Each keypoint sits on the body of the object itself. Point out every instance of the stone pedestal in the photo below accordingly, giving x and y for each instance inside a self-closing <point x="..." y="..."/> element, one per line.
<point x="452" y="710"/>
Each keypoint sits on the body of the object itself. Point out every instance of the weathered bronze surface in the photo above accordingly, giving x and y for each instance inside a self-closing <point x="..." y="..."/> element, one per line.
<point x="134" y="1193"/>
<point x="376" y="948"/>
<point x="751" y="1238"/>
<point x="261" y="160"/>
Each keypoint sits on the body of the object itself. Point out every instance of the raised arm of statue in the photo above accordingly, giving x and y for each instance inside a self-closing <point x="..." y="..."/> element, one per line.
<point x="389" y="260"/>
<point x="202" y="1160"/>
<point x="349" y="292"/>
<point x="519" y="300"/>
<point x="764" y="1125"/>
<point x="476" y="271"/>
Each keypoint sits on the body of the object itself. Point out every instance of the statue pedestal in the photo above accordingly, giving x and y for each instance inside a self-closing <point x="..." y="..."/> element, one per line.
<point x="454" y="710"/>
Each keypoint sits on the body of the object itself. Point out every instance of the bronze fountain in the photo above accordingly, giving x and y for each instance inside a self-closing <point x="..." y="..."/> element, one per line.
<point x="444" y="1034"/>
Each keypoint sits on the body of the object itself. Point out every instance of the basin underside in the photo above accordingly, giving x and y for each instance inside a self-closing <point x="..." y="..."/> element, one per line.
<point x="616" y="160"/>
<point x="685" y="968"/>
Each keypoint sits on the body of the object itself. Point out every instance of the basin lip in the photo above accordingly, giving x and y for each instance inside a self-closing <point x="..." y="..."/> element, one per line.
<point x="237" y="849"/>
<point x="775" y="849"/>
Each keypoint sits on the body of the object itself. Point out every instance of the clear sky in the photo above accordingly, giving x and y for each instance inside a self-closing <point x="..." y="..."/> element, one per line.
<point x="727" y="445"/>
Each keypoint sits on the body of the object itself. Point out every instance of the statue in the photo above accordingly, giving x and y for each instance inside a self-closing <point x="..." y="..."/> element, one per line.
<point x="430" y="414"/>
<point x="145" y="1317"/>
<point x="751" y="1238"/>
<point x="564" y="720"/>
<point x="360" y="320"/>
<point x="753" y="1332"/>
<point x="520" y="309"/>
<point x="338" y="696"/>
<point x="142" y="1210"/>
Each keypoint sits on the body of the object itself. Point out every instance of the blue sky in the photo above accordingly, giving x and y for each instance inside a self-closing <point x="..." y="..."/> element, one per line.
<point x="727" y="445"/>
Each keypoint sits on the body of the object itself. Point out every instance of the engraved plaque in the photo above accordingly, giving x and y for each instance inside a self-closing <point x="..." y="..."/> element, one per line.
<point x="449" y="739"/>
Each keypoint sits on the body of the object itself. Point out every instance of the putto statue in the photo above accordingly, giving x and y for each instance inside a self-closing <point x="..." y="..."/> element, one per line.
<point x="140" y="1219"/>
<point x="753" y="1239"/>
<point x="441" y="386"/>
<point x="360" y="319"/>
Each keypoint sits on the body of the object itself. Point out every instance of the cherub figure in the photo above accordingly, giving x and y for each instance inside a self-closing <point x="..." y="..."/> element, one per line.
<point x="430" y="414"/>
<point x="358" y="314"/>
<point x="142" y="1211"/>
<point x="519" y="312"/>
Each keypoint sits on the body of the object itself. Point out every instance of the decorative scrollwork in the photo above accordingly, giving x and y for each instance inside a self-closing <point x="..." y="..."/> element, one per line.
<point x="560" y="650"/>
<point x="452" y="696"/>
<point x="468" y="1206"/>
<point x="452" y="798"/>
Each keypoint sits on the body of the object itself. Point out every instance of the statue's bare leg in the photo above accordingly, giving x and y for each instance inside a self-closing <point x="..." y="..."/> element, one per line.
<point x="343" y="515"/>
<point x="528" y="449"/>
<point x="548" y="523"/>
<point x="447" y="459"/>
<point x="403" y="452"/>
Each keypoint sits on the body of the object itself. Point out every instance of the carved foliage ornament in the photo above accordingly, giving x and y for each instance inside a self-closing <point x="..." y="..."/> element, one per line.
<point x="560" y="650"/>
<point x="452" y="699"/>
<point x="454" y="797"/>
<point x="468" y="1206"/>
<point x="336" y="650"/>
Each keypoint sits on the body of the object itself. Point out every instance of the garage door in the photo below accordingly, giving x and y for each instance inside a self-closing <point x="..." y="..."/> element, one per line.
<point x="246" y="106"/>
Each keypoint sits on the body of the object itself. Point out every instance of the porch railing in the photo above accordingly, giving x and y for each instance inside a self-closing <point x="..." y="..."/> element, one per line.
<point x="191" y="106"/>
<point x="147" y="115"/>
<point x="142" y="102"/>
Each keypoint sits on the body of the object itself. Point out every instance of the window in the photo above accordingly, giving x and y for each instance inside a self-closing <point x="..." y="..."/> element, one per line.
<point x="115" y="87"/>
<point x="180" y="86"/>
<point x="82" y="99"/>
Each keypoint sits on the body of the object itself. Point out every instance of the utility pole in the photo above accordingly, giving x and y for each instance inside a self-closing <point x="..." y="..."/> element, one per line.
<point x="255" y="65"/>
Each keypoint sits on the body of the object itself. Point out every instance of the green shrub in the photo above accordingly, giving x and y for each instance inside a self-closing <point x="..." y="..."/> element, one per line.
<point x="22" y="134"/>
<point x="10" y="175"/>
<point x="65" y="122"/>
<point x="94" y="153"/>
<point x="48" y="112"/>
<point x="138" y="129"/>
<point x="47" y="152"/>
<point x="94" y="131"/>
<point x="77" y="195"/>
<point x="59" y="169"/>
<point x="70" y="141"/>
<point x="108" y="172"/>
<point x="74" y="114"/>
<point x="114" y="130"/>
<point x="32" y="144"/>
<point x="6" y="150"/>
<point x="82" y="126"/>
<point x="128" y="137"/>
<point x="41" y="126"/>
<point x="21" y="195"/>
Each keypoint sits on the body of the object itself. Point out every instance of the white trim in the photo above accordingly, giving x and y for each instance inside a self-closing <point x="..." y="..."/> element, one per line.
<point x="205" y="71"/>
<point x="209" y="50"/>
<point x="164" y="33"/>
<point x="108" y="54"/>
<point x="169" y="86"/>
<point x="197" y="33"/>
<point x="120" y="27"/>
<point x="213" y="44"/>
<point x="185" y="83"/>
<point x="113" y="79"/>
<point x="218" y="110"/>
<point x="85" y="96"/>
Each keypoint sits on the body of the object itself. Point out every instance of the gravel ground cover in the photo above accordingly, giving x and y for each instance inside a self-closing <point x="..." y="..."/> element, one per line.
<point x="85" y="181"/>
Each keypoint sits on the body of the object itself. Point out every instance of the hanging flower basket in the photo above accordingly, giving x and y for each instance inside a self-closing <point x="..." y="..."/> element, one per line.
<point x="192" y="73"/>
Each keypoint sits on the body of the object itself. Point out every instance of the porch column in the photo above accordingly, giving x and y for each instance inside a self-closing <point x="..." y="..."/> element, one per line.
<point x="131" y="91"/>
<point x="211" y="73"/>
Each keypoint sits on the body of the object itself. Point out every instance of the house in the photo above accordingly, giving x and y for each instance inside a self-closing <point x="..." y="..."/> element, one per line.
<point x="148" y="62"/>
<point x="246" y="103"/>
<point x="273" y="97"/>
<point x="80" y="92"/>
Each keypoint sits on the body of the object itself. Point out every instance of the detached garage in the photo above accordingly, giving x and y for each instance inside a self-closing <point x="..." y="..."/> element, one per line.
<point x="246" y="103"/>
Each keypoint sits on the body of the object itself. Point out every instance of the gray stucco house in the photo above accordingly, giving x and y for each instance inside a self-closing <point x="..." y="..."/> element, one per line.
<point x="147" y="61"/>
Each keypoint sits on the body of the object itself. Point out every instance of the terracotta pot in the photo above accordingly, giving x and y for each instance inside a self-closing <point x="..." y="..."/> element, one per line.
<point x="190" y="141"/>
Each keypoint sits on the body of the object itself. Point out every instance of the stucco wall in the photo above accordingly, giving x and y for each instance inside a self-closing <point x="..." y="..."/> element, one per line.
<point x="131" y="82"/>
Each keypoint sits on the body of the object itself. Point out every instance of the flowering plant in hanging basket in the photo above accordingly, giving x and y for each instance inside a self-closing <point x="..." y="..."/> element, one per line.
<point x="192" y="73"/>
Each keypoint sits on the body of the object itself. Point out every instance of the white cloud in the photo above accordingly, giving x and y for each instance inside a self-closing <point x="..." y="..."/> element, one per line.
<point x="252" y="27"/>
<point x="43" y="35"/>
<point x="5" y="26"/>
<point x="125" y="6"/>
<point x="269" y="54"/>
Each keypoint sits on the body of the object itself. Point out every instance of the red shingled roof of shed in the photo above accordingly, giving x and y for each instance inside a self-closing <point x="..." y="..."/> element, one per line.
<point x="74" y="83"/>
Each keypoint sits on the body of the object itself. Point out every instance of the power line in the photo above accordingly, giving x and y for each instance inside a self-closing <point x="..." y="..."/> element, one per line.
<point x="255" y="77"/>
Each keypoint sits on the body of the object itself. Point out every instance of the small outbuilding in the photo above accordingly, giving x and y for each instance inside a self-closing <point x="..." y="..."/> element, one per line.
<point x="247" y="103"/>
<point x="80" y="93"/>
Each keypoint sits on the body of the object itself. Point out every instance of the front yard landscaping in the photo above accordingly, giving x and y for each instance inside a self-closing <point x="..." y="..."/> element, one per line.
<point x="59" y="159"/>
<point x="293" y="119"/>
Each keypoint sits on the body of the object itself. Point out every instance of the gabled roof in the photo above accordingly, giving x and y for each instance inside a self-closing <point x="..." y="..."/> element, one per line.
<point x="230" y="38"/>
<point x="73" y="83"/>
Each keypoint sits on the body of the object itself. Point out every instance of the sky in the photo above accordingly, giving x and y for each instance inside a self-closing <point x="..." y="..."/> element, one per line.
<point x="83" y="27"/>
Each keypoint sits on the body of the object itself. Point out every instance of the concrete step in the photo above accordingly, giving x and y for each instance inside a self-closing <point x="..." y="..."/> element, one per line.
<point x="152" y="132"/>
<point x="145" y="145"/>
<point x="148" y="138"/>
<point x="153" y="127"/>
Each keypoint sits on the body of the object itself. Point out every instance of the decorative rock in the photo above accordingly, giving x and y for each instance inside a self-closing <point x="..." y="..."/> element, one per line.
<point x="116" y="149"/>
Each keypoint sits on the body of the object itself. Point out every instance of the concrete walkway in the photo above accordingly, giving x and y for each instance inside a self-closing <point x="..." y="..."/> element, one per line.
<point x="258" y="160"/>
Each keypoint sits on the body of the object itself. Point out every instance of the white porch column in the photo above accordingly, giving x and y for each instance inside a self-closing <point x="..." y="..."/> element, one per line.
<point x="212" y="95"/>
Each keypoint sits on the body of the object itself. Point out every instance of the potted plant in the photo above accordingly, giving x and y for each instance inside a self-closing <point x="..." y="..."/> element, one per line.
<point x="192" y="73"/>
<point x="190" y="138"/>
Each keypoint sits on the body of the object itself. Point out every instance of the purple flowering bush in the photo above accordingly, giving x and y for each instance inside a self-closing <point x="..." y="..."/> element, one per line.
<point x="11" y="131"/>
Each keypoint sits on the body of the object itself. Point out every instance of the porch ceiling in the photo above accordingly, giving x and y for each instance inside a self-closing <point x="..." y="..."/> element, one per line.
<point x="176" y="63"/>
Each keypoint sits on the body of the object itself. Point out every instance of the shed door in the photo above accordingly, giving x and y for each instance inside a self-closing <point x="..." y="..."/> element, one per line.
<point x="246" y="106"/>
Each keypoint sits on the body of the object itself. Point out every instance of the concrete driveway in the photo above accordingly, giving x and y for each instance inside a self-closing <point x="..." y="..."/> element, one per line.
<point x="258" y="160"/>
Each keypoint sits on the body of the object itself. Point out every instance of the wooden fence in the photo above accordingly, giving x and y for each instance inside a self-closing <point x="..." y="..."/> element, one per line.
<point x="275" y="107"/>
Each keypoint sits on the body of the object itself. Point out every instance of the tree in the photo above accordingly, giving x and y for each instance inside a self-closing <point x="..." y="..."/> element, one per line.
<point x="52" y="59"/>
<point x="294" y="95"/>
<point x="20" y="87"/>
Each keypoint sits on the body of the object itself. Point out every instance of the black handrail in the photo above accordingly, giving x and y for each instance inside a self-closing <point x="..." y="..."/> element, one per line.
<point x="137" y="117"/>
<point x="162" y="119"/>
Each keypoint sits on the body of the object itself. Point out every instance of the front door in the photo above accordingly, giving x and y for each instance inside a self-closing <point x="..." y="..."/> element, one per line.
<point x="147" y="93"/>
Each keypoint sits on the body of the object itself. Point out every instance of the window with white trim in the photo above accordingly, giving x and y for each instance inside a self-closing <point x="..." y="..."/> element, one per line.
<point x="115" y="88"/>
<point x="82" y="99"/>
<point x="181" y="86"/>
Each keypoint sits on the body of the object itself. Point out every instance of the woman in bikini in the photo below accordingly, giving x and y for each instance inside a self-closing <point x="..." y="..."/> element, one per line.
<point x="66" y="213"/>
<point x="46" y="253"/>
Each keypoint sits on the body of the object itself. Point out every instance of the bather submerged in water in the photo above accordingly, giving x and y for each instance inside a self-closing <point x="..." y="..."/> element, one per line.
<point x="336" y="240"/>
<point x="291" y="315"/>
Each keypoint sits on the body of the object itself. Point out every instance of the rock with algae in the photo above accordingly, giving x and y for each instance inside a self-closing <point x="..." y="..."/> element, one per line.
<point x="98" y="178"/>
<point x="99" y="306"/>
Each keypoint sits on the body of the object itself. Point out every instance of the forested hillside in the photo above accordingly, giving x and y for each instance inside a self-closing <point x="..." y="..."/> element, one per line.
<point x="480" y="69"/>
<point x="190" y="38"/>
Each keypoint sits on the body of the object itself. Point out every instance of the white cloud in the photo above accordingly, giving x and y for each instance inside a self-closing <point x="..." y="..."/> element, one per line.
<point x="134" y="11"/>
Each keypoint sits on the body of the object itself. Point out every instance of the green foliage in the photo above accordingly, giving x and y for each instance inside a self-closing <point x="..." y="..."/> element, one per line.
__________
- _REQUIRED WORK_
Repeat exactly, and only, the lines from the line with "the window with" through the end of the listing above, both ends included.

- _EXERCISE RESPONSE_
Each keypoint sits on the body of the object itself. Point out every instance of the window with white trim in the photo above accordingly, giving x and y for each instance inside a self-closing <point x="..." y="..."/> element, one per line.
<point x="115" y="88"/>
<point x="82" y="99"/>
<point x="181" y="86"/>
Each keypoint sits on the body of the object itself. Point out every instance of the woman in bikini in the photo below accordingly, giving x and y for each instance inside a self-closing <point x="..." y="..."/> element, one per line.
<point x="66" y="213"/>
<point x="46" y="253"/>
Each keypoint sits on the body of the object itself. Point out every instance of the bather submerged in water in the photo above accordingly, giving x and y for each instance inside a self-closing <point x="..." y="..."/> element, one per line.
<point x="336" y="240"/>
<point x="291" y="315"/>
Each keypoint sits on the body of the object itself. Point out every instance of the rock with algae in the photo above accordingly, giving x and y for each instance inside a self-closing <point x="..." y="..."/> element, one per line.
<point x="98" y="178"/>
<point x="99" y="306"/>
Each keypoint sits on the body of the object itself. Point out every instance of the forested hillside in the photo above accordingly, giving x and y for each instance inside a self-closing <point x="..." y="..."/> element, one per line.
<point x="480" y="69"/>
<point x="190" y="38"/>
Each keypoint sits on the body of the object itself. Point out every instance of the white cloud in the photo above accordingly, giving x and y for each instance inside a self-closing <point x="..." y="..."/> element, one per line.
<point x="134" y="11"/>
Each keypoint sits on the body of the object itself. Point out every instance of the green foliage in the photo above accordingly, giving x and y for each instance inside a self-closing <point x="..." y="..."/> element, one per line.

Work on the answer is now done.